§ Exercise objective:
What lines of the data below hold the string "building"? Copy each one out.

§ Image point grounding data:
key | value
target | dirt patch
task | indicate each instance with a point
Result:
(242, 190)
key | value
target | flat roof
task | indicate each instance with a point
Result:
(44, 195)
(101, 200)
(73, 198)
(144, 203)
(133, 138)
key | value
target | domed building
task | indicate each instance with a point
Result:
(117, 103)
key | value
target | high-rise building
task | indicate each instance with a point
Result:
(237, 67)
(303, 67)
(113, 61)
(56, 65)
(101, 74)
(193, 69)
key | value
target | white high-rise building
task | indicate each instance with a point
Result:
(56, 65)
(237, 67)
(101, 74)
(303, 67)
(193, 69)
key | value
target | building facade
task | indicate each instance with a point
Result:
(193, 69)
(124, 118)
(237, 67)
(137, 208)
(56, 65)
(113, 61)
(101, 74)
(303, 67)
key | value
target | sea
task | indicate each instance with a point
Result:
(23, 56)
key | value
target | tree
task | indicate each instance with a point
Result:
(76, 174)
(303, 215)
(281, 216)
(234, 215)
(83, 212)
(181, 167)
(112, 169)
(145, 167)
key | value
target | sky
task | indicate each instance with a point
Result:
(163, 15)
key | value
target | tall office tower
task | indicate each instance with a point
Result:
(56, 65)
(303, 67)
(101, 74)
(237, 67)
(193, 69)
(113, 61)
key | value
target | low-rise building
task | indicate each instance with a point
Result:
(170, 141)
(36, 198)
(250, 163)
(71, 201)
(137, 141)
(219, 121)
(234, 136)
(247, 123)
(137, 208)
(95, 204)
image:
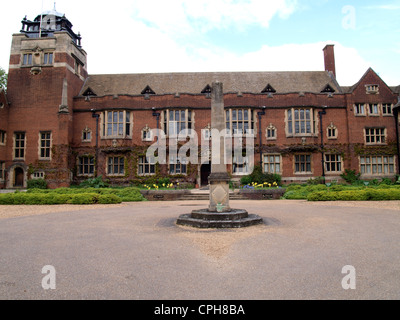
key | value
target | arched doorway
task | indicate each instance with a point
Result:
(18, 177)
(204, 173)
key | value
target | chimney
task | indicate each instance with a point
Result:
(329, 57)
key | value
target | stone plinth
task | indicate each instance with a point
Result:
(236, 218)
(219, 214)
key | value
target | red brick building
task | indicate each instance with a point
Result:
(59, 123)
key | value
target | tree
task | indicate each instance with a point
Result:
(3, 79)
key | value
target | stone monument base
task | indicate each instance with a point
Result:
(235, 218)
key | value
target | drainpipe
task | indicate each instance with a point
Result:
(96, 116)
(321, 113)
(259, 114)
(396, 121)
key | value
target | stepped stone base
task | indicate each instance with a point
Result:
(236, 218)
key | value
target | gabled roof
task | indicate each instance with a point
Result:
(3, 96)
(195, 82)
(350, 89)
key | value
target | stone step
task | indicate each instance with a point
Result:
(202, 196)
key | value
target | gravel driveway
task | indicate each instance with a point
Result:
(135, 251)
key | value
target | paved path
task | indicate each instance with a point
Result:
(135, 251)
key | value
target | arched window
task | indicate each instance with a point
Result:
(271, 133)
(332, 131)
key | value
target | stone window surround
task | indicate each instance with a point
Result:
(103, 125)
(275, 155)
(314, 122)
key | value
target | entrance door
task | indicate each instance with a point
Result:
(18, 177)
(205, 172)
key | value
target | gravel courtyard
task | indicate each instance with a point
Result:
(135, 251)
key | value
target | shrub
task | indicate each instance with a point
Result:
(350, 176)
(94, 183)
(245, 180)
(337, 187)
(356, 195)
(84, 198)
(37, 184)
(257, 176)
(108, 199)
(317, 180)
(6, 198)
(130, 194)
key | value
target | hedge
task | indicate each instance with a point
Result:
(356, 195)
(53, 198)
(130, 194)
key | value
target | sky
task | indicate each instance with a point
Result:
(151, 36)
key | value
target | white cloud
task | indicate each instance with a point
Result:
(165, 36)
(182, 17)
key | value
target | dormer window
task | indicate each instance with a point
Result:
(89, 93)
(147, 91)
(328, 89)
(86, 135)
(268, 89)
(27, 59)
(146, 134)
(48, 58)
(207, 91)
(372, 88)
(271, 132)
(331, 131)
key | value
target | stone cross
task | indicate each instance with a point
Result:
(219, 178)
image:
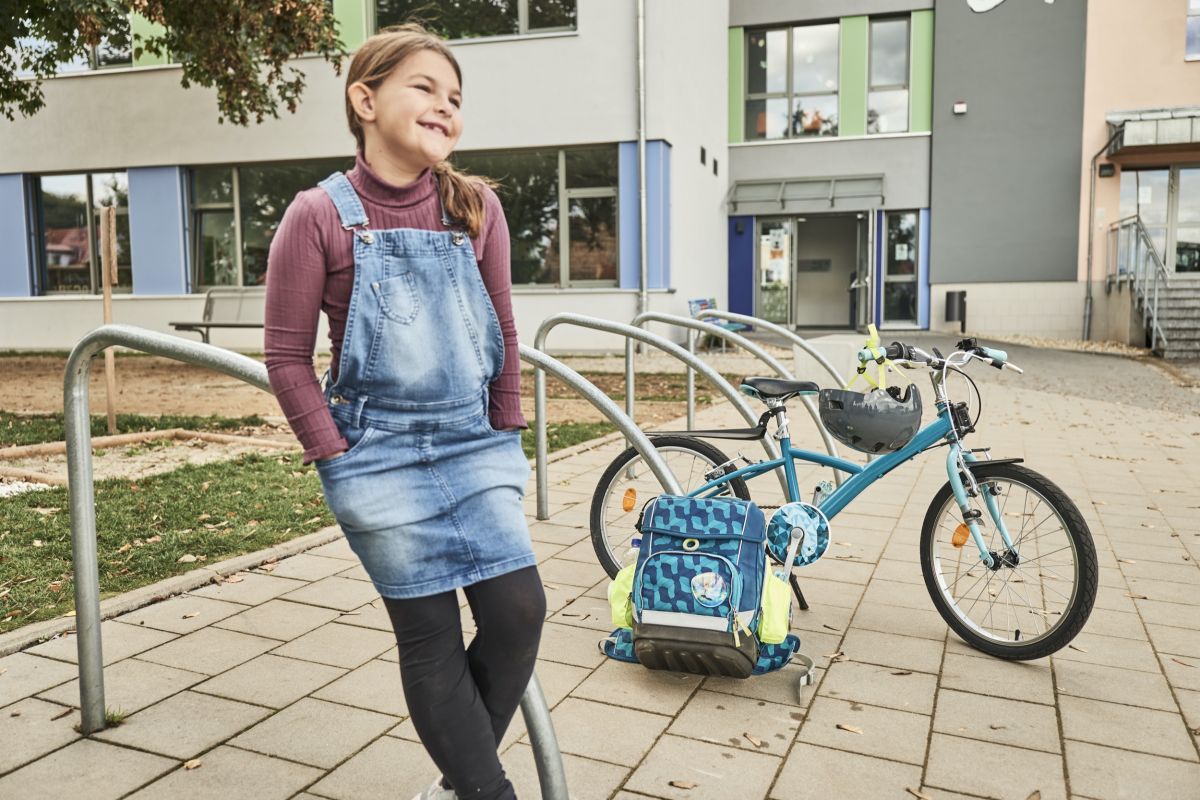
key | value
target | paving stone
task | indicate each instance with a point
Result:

§ Solution for this problem:
target | domed building
target | high-rise building
target | white high-rise building
target | building facade
target | low-rise building
target | red brick building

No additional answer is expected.